-- Instructions to follow --
Each line of the material must reappear unchanged in the answer.

-- Record extracts --
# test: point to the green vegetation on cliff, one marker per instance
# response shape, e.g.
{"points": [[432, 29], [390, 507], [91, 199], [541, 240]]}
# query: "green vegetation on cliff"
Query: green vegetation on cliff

-- Answer to this problem --
# test: point to the green vegetation on cliff, one marker per instance
# response shape, e.g.
{"points": [[432, 29], [390, 507], [91, 199], [541, 240]]}
# query: "green vegetation on cliff"
Query: green vegetation on cliff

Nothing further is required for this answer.